__WHAT YOU NEED TO DO__
1. Rewrite the paragraph of the demo notes that begins "If Docker permission errors occur" as a short bulleted list that keeps its main facts.
2. Summarize the demo notes in two sentences.
3. Answer these questions from the demo notes, one per line:
(a) Which reason code is assigned to row app-2006?
(b) What host port does the WebApp MySQL database use?
(c) Through which catalog does Trino connect to the MySQL WebApp source?

__SELECTED EXTRACT__
* Start *

Row	Source	Problem	Reason code
`crm-1003`	CRM	`not-an-email`	`email_invalid`
`crm-1004`	CRM	NULL email	`email_invalid`
`crm-1005`	CRM	NULL `created_at`	`created_at_invalid`
`crm-1006`	CRM	status `PENDING` (not ACTIVE/INACTIVE)	`status_invalid`
`app-2003`	WebApp	`bad-email`	`email_invalid`
`app-2004`	WebApp	NULL email	`email_invalid`
`app-2005`	WebApp	NULL `signup_epoch`	`created_at_invalid`
`app-2006`	WebApp	country `USA` (3 letters, need 2)	`country_invalid`
`app-2007`	WebApp	`is_active = 9` (unmapped)	`status_invalid`

The 4 accepted rows (crm-1001, crm-1002, app-2001, app-2002) are the only ones with valid email, timestamp, 2-letter country, and allowed status.

Optional: run it yourself

If you do want to reproduce the output above:

cd "Starburst and Spark Testing"
chmod +x scripts/*.sh
make all          # or the manual steps in "Manual run order"

If Docker permission errors occur, prefix with sg docker -c "make all". First pipeline run takes ~2 minutes while Spark downloads JDBC drivers; subsequent runs are faster.

Trino UI / CLI

Setting	Value
URL	http://localhost:8080
Username	`demo`
Password	none (local demo, no auth configured)

Spark UIs

Service	URL
Master	http://localhost:8081
Worker	http://localhost:8082

No login required.

Direct database ports (optional)

Database	Host port	DB	User	Password
CRM Postgres	`15432`	`crm`	`demo`	`demo_password`
Governed Postgres	`15433`	`governed`	`demo`	`demo_password`
WebApp MySQL	`13306`	`appdb`	`demo`	`demo_password`

For the demo story you normally query through Trino, not these ports directly.

Important demonstration talking points

Trino role

Federated SQL access layer. It reads across PostgreSQL and MySQL source schemas and exposes a single query interface.

Trino connects to:

PostgreSQL CRM source through the crm catalog
MySQL WebApp source through the webapp catalog
PostgreSQL governed output through the governed catalog
Iceberg governed tables through the iceberg catalog (Nessie + local Parquet)

* End *

__DATASET EXCERPTS__
* Start *

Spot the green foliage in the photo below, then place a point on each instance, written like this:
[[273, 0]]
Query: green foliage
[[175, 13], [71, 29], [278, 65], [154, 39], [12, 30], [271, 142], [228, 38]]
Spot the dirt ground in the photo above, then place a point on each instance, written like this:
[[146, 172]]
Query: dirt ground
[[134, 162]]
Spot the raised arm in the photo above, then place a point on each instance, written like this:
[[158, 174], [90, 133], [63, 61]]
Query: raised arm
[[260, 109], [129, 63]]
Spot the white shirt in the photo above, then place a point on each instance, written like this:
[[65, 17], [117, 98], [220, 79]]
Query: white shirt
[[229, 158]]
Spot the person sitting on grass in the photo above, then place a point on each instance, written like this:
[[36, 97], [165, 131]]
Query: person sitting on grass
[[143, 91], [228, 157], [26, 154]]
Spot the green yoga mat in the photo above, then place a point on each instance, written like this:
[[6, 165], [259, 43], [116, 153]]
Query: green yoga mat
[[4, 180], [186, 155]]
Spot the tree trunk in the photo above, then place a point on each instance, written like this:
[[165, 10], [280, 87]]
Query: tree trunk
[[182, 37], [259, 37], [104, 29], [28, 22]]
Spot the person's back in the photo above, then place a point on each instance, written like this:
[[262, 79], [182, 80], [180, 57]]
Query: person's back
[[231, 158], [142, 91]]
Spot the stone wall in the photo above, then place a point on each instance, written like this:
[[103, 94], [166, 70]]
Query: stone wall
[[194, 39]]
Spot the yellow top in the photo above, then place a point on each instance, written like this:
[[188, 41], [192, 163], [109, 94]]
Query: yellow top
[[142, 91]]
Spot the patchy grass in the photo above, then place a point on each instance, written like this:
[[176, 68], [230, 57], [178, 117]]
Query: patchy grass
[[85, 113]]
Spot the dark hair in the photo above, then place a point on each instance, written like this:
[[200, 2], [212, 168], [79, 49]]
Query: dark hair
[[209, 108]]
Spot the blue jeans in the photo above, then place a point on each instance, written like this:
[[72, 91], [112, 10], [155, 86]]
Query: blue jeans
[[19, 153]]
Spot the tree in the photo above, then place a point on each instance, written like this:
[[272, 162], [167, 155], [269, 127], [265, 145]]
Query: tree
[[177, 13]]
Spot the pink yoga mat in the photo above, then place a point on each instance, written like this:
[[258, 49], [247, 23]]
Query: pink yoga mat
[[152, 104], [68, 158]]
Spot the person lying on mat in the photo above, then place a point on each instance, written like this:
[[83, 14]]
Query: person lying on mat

* End *

__SOLUTIONS FOR EACH TASK__
1.
- On Docker permission errors, run sg docker -c "make all" instead.
- The first pipeline run takes about 2 minutes because Spark downloads JDBC drivers.
- Later runs are faster.

2. Only four rows (crm-1001, crm-1002, app-2001, app-2002) were accepted, and the others were rejected for invalid or missing emails, missing timestamps, a three-letter country, or a status that was not allowed. The demo can be rerun with make all and exposes Trino at http://localhost:8080 and Spark UIs on ports 8081 and 8082, with Trino serving as a federated SQL layer that reads across PostgreSQL and MySQL sources through a single query interface.

3.
(a) country_invalid
(b) 13306
(c) webapp